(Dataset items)
━━━━━━━━
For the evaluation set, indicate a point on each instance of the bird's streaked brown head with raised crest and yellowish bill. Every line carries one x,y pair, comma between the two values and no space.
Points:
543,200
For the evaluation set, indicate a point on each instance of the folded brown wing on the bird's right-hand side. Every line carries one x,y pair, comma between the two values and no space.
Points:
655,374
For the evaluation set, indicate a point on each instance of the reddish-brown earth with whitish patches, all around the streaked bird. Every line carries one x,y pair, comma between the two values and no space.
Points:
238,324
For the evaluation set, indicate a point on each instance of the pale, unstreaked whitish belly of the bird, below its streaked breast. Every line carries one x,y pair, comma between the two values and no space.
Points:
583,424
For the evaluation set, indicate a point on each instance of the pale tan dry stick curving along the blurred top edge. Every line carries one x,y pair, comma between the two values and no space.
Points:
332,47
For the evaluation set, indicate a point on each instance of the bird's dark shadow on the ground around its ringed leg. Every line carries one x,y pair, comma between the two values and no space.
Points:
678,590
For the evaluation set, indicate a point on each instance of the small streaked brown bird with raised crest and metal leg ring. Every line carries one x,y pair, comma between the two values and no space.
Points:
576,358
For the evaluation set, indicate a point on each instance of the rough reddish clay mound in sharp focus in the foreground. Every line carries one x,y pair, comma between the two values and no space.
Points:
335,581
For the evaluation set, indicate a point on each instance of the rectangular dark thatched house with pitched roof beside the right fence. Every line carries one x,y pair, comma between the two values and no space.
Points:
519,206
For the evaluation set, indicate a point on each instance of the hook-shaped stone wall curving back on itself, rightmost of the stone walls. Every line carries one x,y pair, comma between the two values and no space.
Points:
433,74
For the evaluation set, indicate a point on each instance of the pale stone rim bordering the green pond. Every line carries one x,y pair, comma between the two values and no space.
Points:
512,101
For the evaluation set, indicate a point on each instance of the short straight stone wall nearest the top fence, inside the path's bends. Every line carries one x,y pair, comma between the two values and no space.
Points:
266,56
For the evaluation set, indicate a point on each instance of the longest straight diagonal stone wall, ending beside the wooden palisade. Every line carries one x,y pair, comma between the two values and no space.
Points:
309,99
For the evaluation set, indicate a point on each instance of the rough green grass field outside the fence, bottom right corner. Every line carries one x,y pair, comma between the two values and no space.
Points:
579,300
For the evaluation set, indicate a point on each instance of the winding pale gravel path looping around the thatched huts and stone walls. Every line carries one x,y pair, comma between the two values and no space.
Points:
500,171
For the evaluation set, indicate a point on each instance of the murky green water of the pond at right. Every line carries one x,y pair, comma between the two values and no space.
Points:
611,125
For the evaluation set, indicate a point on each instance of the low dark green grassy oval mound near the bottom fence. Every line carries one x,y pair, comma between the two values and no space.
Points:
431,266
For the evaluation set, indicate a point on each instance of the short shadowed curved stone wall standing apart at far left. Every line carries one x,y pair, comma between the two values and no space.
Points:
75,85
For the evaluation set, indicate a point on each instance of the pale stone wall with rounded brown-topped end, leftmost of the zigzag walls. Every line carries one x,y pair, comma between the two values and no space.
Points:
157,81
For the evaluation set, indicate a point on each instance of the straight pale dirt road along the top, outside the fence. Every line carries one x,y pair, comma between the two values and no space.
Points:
━━━━━━━━
_Problem details:_
Reproduce each record exactly as it appears.

_Answer to the exercise:_
For the evaluation set, indicate a point on each instance of the bird's streaked brown head with raised crest and yellowish bill. Every line carries one x,y pair, comma between the two values and no space.
Points:
543,200
For the evaluation set, indicate a point on each instance of the folded brown wing on the bird's right-hand side. Every line carries one x,y pair, comma between the two values and no space.
Points:
655,374
For the evaluation set, indicate a point on each instance of the reddish-brown earth with whitish patches, all around the streaked bird. Every line carries one x,y pair, comma between the two values and no space.
Points:
238,324
For the evaluation set, indicate a point on each instance of the pale, unstreaked whitish belly of the bird, below its streaked breast. Every line carries one x,y pair, comma between the two values and no space.
Points:
583,424
For the evaluation set, indicate a point on each instance of the pale tan dry stick curving along the blurred top edge. Every line carries one x,y pair, comma between the two values and no space.
Points:
332,47
For the evaluation set, indicate a point on each instance of the bird's dark shadow on the ground around its ringed leg. Every line carries one x,y pair, comma between the two values and no space.
Points:
678,590
For the evaluation set, indicate a point on each instance of the small streaked brown bird with raised crest and metal leg ring. Every line carries one x,y pair, comma between the two values and no space.
Points:
576,358
For the evaluation set, indicate a point on each instance of the rough reddish clay mound in sharp focus in the foreground. Every line carries one x,y pair, comma between the two values and no space.
Points:
335,581
For the evaluation set, indicate a point on each instance of the rectangular dark thatched house with pitched roof beside the right fence. Every line carries one x,y pair, comma between the two values and no space.
Points:
519,206
For the evaluation set, indicate a point on each instance of the hook-shaped stone wall curving back on itself, rightmost of the stone walls. Every line carries one x,y pair, comma between the two values and no space.
Points:
433,74
For the evaluation set, indicate a point on each instance of the pale stone rim bordering the green pond. Every line carries one x,y pair, comma between the two values and no space.
Points:
512,101
For the evaluation set, indicate a point on each instance of the short straight stone wall nearest the top fence, inside the path's bends. Every line carries one x,y pair, comma between the two values and no space.
Points:
266,56
For the evaluation set, indicate a point on each instance of the longest straight diagonal stone wall, ending beside the wooden palisade. Every line carries one x,y pair, comma between the two values and no space.
Points:
309,99
For the evaluation set, indicate a point on each instance of the rough green grass field outside the fence, bottom right corner. Every line carries one x,y pair, comma between the two values and no space.
Points:
579,300
For the evaluation set, indicate a point on each instance of the winding pale gravel path looping around the thatched huts and stone walls. Every line carries one x,y pair, comma between the two values and no space.
Points:
500,171
For the evaluation set, indicate a point on each instance of the murky green water of the pond at right. Every line carries one x,y pair, comma between the two values and no space.
Points:
611,125
For the evaluation set, indicate a point on each instance of the low dark green grassy oval mound near the bottom fence. Every line carries one x,y pair, comma between the two values and no space.
Points:
431,266
For the evaluation set, indicate a point on each instance of the short shadowed curved stone wall standing apart at far left. Every line carries one x,y pair, comma between the two values and no space.
Points:
75,85
For the evaluation set, indicate a point on each instance of the pale stone wall with rounded brown-topped end, leftmost of the zigzag walls. Every line carries one x,y pair, comma between the two values and no space.
Points:
157,81
For the evaluation set, indicate a point on each instance of the straight pale dirt road along the top, outside the fence. Every line carries one x,y pair, comma between the two values and no space.
Points:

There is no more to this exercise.